begin Extracted text
Complete Nginx Monitoring with Collectd and InfluxDB
For some time now I’ve been looking for a resource for complete monitoring of Nginx. I’m putting together what I’ve figured out in this note. You may want to look at some of my previous notes on this subject to get a better understanding of what I’m about to do. Links to those notes are in the resources section at the end of this note.
Goals
The goal for this exercise is very simple. We want to gather and monitor the following metrics:
- System CPU metrics, including
idle
,interrupt
,nice
,softirq
,steal
,system
,user
, andwait
. - System load metrics with average loads of 1 minute, 5 minutes, and 15 minutes.
- System memory metrics, including
buffered
,cached
,free
,slab_recl
,slab_unrecl
, andused
. We need absolute values in bytes as well as percentages of total. - Nginx metrics, including
accepted
connections,handled
connections,active
connections,reading
connections,waiting
connections,writing
connections, and total request count. - Nginx response HTTP status codes for 2XX, 3XX, 4XX and 5XX.
The way we’ll be doing this is by setting up Collectd to gather the above metrics and put them into InfluxDB. We’ll also set up Grafana to read those metrics from InfluxDB and render graphs and dashboards from it. For this exercise, we’ll install InfluxDB and Grafana locally on the same machine, but I recommend you move that setup to a different machine or cluster for production use.
Prerequisites
We need only one thing for this exercise. We need an Ubuntu 16.04 machine with Nginx installed and running.
If you have the prerequisites in place, let’s get started.
Step 1: Configuring Nginx
We need to configure Nginx to handle the 4th and 5th goals mentioned above. For the 4th we’ll have to enable the stubs_status
module. For the 5th we’ll have to read the access logs process them.
We need to check if our Nginx installation has the stubs_status
module enabled. We can check that using the command below:
nginx -V 2>&1 | grep -q with-http_stub_status && echo OK
If we get OK
, then the module is installed, and we can proceed. Add the configuration below to /etc/nginx/sites-enabled/default
inside the server
section:
location /nginx_status {
stub_status on;
access_log off;
allow 127.0.0.1;
deny all;
}
Save the file, and reload Nginx using service nginx reload
. Let’s see if this is working. Issue the CURL command below, and you should see something like this:
curl http://localhost/nginx_status
Active connections: 1
server accepts handled requests
1 1 1
Reading: 0 Writing: 1 Waiting: 0
We’ll read this endpoint in Collectd to accomplish goal number 4.
Next, Nginx logs will need to be configured so we can read them properly for our metrics. Add/update the following in /etc/nginx/nginx.conf
.
end Extracted text
begin Listing
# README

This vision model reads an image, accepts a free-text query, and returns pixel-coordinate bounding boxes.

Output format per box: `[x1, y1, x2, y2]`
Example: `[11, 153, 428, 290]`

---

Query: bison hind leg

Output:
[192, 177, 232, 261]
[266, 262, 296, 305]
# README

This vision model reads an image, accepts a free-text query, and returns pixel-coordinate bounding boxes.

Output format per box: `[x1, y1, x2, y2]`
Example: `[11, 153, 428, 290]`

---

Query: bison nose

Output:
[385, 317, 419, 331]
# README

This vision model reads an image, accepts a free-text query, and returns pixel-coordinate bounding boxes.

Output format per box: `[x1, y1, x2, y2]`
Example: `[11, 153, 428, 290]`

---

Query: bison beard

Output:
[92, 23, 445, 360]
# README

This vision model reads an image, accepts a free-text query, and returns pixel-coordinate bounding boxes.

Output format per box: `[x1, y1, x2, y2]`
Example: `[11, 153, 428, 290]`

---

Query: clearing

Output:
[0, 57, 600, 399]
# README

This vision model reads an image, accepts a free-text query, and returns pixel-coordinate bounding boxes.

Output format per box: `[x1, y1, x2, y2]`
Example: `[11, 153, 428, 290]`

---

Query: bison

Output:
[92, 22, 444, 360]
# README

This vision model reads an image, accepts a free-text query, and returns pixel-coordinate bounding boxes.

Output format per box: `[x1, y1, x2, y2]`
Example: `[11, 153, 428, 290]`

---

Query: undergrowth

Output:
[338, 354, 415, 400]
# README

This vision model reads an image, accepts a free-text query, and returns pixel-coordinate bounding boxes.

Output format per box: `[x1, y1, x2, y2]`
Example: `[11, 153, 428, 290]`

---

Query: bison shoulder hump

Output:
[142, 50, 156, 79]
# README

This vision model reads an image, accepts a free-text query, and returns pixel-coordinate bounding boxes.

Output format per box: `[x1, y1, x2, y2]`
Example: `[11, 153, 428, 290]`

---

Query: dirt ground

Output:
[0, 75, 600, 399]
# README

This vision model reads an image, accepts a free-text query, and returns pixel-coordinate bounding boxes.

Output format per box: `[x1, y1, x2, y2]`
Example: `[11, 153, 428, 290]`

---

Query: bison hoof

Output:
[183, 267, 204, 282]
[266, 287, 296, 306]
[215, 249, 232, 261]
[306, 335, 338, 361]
end Listing
◆ **Problem set**
1. Decide whether each statement below agrees with the Nginx monitoring page, answering yes or no and quoting the deciding words of the page: (a) The only prerequisite is an Ubuntu 16.04 machine with Nginx installed and running. (b) For production use, the author recommends keeping InfluxDB and Grafana on the same machine as Nginx. (c) The system load metrics cover average loads over 1, 5, and 15 minutes.
2. Transcribe the stretch of the Nginx monitoring page from "The way we’ll" through "installed and running.".

◆ **Answers to the exercises**
1.
(a) Yes: "We need an Ubuntu 16.04 machine with Nginx installed and running."
(b) No: "I recommend you move that setup to a different machine or cluster for production use."
(c) Yes: "System load metrics with average loads of 1 minute, 5 minutes, and 15 minutes."

2.
The way we’ll be doing this is by setting up Collectd to gather the above metrics and put them into InfluxDB. We’ll also set up Grafana to read those metrics from InfluxDB and render graphs and dashboards from it. For this exercise, we’ll install InfluxDB and Grafana locally on the same machine, but I recommend you move that setup to a different machine or cluster for production use.
Prerequisites
We need only one thing for this exercise. We need an Ubuntu 16.04 machine with Nginx installed and running.